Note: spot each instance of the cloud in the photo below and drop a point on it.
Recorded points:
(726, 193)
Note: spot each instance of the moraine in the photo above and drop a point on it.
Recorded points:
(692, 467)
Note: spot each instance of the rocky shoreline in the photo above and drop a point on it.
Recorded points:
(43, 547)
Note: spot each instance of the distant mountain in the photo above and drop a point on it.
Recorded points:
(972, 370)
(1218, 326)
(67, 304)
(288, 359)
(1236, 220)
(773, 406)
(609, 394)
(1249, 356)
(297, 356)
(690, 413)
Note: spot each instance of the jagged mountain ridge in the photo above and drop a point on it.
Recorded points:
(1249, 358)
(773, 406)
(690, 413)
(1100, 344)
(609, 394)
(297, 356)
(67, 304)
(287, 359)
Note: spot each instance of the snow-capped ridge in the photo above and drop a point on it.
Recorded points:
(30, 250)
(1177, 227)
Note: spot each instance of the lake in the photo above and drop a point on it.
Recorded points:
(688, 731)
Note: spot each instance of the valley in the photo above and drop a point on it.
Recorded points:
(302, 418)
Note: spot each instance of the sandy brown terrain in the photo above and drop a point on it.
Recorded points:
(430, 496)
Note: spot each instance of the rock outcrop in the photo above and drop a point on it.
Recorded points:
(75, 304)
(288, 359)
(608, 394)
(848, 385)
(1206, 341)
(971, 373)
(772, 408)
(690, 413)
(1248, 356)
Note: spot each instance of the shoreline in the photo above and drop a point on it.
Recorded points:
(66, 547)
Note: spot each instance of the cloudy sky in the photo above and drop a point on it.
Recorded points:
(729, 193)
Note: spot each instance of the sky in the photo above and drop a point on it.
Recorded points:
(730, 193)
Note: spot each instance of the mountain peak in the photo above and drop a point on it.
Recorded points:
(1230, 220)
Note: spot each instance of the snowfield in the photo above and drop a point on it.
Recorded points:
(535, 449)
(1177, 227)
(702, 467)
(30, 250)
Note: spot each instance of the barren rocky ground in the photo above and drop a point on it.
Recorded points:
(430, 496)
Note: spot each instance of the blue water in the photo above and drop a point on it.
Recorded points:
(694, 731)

PROBLEM TO WORK ON
Please reproduce all the rows above, substituting "place a marker" for each occurrence of "drop a point" and changing nothing else.

EXERCISE ANSWER
Note: spot each instance of the cloud in the photo below and place a marker on it.
Recorded points:
(726, 193)
Note: spot each instance of the moraine in the photo above and place a marker on it.
Recorded points:
(692, 467)
Note: spot each instance of the rocky shoreline in the photo above and place a marker on it.
Recorded points:
(43, 547)
Note: spot each instance of the distant mountain in the photo above and place a marker on it.
Recorded points:
(972, 370)
(1218, 326)
(67, 304)
(288, 359)
(1236, 220)
(773, 406)
(609, 394)
(1249, 356)
(297, 356)
(690, 413)
Note: spot each instance of the jagged mountain ridge in the photo above and place a marker on it.
Recorded points:
(1249, 358)
(773, 406)
(690, 413)
(1100, 344)
(609, 394)
(297, 356)
(67, 304)
(287, 359)
Note: spot each instance of the snow-capped ridge in the photo above and place a marker on it.
Recorded points:
(30, 250)
(1177, 227)
Note: spot each instance of the lake in the photo above and place a marker on it.
Recorded points:
(688, 731)
Note: spot each instance of the valley in the photo above and place a marker on it.
Recorded points:
(302, 418)
Note: spot each instance of the sandy brown terrain in the photo above and place a marker on it.
Recorded points:
(430, 496)
Note: spot each instance of the rock outcrop in the photo above and place a marker on it.
Recorded points:
(75, 304)
(288, 359)
(608, 394)
(848, 385)
(1206, 341)
(971, 373)
(772, 408)
(690, 413)
(1248, 356)
Note: spot each instance of the shoreline in the photo above and place a marker on it.
Recorded points:
(66, 547)
Note: spot each instance of the cloudy sky in the photo above and place a marker on it.
Recorded points:
(729, 193)
Note: spot each instance of the sky in the photo above and place a marker on it.
Recorded points:
(730, 193)
Note: spot each instance of the mountain peak in the photo above and place a marker on it.
Recorded points:
(1230, 220)
Note: spot each instance of the snowfield in the photo above and place a marker on it.
Recorded points:
(535, 449)
(1177, 227)
(702, 467)
(30, 250)
Note: spot each instance of the barren rocky ground in the photo above and place a marker on it.
Recorded points:
(430, 496)
Note: spot each instance of the blue water in the photo above and place a marker on it.
Recorded points:
(694, 731)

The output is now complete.